Records excerpted from a collection
►
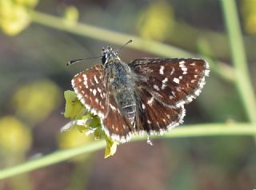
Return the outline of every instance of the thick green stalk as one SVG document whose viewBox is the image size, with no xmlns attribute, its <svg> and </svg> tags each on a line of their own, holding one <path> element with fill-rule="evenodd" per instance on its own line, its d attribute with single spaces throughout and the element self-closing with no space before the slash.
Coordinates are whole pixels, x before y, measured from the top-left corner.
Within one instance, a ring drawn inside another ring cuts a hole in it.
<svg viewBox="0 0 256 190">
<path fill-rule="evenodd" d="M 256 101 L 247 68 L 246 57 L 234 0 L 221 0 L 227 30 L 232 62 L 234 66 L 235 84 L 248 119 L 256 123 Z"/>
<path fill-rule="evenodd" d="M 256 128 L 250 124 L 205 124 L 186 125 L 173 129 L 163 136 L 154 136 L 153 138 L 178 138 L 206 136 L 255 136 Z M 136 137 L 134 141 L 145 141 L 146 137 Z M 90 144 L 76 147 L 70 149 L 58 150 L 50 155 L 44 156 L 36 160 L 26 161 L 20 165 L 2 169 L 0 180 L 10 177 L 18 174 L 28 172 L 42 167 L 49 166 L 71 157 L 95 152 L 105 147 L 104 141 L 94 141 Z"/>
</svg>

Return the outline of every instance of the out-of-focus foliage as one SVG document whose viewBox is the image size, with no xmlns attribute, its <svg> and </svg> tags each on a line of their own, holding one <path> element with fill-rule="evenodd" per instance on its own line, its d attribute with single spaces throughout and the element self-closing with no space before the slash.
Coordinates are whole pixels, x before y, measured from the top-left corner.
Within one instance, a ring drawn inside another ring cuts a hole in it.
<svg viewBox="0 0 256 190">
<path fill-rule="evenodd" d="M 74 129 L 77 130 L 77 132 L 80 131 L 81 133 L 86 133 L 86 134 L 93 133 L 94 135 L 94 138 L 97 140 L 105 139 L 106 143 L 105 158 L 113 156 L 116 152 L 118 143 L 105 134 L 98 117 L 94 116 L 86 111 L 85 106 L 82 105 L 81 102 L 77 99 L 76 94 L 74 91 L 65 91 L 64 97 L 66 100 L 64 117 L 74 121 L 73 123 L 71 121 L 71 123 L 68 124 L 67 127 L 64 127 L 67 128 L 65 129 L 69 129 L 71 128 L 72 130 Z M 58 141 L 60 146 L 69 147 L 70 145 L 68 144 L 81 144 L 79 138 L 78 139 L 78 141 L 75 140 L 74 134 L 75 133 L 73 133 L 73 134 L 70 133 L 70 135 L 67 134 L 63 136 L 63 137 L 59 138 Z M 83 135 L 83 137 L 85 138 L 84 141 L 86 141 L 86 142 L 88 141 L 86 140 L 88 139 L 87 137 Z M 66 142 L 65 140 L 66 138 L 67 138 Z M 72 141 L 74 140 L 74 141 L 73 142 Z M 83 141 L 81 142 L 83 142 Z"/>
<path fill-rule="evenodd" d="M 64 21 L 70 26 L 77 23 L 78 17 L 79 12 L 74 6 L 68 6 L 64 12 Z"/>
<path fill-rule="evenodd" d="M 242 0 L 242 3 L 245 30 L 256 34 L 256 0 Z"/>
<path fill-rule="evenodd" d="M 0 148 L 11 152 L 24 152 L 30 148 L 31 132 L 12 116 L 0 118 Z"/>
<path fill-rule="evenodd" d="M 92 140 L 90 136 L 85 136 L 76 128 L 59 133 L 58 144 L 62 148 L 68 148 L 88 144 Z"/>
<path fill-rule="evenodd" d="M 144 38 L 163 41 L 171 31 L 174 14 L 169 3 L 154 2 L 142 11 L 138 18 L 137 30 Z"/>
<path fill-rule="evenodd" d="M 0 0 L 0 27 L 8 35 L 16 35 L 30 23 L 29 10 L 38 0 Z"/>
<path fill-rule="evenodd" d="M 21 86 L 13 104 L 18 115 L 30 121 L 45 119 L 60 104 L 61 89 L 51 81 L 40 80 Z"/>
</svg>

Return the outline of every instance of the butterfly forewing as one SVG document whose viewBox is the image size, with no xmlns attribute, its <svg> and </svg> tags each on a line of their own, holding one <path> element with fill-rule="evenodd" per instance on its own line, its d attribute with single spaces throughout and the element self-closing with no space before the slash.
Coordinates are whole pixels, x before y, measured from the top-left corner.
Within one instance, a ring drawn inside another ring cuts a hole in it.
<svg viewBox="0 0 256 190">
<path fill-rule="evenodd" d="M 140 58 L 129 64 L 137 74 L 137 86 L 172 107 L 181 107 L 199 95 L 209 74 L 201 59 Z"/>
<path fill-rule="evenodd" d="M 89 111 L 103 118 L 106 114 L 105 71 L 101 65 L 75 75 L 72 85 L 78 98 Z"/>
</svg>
◄
►
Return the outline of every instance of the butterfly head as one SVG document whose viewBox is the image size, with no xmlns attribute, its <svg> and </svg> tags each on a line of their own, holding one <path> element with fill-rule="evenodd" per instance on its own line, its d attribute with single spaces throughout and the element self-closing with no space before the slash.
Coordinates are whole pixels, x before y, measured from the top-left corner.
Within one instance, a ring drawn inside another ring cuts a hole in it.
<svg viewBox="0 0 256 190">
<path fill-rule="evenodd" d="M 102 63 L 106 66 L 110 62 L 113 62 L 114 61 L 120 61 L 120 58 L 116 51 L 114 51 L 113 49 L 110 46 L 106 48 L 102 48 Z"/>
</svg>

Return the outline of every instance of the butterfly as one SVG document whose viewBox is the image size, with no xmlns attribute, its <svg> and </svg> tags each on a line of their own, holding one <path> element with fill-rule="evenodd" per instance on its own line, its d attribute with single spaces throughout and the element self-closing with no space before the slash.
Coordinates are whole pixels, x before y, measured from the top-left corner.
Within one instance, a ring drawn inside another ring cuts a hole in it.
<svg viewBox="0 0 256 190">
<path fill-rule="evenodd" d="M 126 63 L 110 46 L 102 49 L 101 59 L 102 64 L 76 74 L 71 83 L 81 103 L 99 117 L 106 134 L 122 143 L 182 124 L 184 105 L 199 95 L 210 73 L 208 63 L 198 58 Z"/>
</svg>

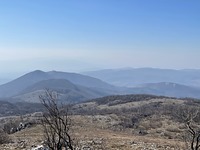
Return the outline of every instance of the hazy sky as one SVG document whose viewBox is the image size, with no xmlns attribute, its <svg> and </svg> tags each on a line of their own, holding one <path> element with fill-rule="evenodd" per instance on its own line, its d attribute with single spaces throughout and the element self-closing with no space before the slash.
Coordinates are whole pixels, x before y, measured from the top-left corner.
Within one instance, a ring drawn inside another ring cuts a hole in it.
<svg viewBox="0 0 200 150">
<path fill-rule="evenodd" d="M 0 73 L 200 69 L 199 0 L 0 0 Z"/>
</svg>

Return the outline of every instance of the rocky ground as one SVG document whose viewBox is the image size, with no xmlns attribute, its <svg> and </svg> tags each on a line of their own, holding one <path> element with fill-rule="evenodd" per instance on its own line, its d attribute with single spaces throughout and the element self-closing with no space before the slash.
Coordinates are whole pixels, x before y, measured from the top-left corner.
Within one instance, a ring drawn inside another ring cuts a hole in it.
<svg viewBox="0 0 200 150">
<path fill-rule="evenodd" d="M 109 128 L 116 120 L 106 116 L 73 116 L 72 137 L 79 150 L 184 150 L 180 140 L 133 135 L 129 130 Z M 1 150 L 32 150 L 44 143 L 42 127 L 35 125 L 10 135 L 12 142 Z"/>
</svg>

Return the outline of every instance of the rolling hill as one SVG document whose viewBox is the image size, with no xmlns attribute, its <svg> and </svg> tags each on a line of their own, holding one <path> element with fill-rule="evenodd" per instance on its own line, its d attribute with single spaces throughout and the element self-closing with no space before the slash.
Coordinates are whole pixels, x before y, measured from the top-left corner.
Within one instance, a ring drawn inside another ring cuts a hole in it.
◄
What you need to do
Update the records from the line with "Return the outline of every instance of the thick" to the line with "256 128 L 250" by replacing "green" with "yellow", and give those lines back with everything else unchanged.

Exercise solution
Return the outline of every instance of the thick yellow stalk as one SVG document whose viewBox is the image size, with no xmlns attribute, its <svg> and </svg> tags each on a line of their own, holding one <path> element with fill-rule="evenodd" per instance on its own line, its d attribute with single spaces throughout and the element self-closing with no space before the slash.
Coordinates are whole pixels, x before y, measured from the top-left corner.
Within one instance, a ring drawn inside another ring cuts a hole in it.
<svg viewBox="0 0 256 190">
<path fill-rule="evenodd" d="M 256 101 L 247 68 L 246 57 L 234 0 L 221 0 L 227 30 L 232 62 L 234 66 L 235 84 L 248 119 L 256 123 Z"/>
<path fill-rule="evenodd" d="M 256 128 L 250 124 L 205 124 L 186 125 L 173 129 L 163 136 L 154 136 L 153 138 L 178 138 L 206 136 L 255 136 Z M 136 137 L 134 141 L 145 141 L 146 137 Z M 90 144 L 76 147 L 70 149 L 58 150 L 50 155 L 44 156 L 36 160 L 26 161 L 20 165 L 2 169 L 0 180 L 10 177 L 18 174 L 28 172 L 42 167 L 49 166 L 71 157 L 95 152 L 105 147 L 104 141 L 94 141 Z"/>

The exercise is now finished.